Task 1: Lay out the listing, from the line containing "Pin every instance of the rocky mountain" through the end of the listing, as a two-column CSV with columns input and output. Each row should hold one line beginning "Pin every instance" under input and the coordinates beneath it under output, with each field quoted and line breaks replaced by spaces.

Sniffing up my muculent nose, clearing up my throat in a tuberculotic fashion, after days of coaxing myself, I have decided to update my blog before my semester end exams start. Call these thoughts, or just call it a rant. I’ve kind of started enjoying hearing people rant, so I feel like sharing the pleasure with all of you creatures ferociously scanning your WordPress readers for new pieces of writing. I personally think these little pieces that I write are like jigsaw puzzles of my thoughts, with its pieces scattered everywhere. Its only up to you make something of it.
So as I ignore the fog in my spectacles and refuse to get up and add more sugar to my coffee, here goes me struggling to organize my sporadic outflux of thoughts.
Mood : There are times when you know you’re in a particular mood, and you know exactly what to do about it – whether its stuffing your stomach with food till your esophagus comes to life just to tell you to stop, or listening to sickeningly sappy music so you can forcefully cry yourself to sleep, or overdosing on nicotine and whiskey till you forget that you ever had something behind your cranium, or simply calling up an old friend because you miss a little laughter. Then, there are times when you just can’t decide what mood you’re in. I find solace in thinking this is a mood in itself, and I doubt there is a word that has been coined for it. However, if any of you find yourself stuck in this pit like me, and want the perfect music to go along with it, I somehow ended up resorting to The Social Network Soundtrack by Trent Reznor and Atticus Ross. It’s mellow, melancholy, and pensive, and develops electronic glitches midway, kind of like my brain seems to be doing with my thoughts right now.

Provided data:
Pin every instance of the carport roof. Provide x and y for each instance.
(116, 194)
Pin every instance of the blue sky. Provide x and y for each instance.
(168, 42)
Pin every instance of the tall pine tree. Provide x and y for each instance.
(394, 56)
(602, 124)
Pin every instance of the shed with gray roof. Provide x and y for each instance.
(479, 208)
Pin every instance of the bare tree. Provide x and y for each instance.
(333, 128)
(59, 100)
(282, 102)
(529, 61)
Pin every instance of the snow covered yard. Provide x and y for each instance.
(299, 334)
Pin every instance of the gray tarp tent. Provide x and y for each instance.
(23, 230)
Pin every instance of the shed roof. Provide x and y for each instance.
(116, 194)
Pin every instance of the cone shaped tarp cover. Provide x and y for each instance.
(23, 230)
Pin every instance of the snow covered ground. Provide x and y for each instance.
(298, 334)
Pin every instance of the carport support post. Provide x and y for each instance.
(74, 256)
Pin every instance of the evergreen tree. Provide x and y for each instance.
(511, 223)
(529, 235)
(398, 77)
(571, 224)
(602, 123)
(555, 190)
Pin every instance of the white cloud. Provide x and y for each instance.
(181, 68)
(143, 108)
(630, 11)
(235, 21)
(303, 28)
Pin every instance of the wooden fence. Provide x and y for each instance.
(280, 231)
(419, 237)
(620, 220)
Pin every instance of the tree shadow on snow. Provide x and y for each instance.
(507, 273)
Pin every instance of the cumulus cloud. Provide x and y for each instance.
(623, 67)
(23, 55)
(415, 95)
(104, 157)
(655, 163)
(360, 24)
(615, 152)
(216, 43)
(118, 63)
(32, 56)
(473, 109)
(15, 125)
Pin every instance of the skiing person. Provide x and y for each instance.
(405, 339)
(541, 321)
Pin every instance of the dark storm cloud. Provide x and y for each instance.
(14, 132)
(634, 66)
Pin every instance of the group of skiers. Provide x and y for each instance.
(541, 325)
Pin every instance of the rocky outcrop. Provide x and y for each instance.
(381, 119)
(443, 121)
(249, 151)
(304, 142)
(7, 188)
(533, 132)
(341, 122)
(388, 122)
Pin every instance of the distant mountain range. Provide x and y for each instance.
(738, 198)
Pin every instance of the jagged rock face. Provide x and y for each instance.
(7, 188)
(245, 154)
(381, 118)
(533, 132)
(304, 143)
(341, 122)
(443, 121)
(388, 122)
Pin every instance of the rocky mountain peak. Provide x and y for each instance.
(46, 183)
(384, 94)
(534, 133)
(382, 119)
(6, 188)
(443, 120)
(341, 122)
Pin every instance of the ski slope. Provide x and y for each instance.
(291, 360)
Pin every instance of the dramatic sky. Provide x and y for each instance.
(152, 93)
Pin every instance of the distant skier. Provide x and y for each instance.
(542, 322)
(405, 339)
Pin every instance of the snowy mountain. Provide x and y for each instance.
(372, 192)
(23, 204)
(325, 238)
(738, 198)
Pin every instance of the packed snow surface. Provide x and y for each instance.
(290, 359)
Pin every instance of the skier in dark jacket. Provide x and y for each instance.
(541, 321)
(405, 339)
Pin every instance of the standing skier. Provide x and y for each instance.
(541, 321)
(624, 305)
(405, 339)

Task 2: Transcribe the portion of the blog post that opens with the words containing "So as I ignore" and closes with "outflux of thoughts.".

Exercise result 1:
input,output
"Pin every instance of the rocky mountain peak. Provide x and y for each instance.","(46, 183) (384, 94) (534, 133) (382, 119) (6, 188) (443, 120) (341, 122)"
"Pin every instance of the ski slope. Provide x and y for each instance.","(291, 360)"
"Pin every instance of the dramatic sky. Provide x and y for each instance.","(152, 93)"
"Pin every instance of the distant skier. Provide x and y for each instance.","(542, 322) (405, 339)"
"Pin every instance of the snowy mountain. Provide x and y for each instance.","(372, 192) (23, 204) (325, 238) (738, 198)"
"Pin every instance of the packed snow surface. Provide x and y for each instance.","(290, 359)"
"Pin every instance of the skier in dark jacket. Provide x and y for each instance.","(541, 321) (405, 339)"
"Pin every instance of the standing skier. Provide x and y for each instance.","(541, 321) (624, 305) (405, 339)"

Exercise result 2:
So as I ignore the fog in my spectacles and refuse to get up and add more sugar to my coffee, here goes me struggling to organize my sporadic outflux of thoughts.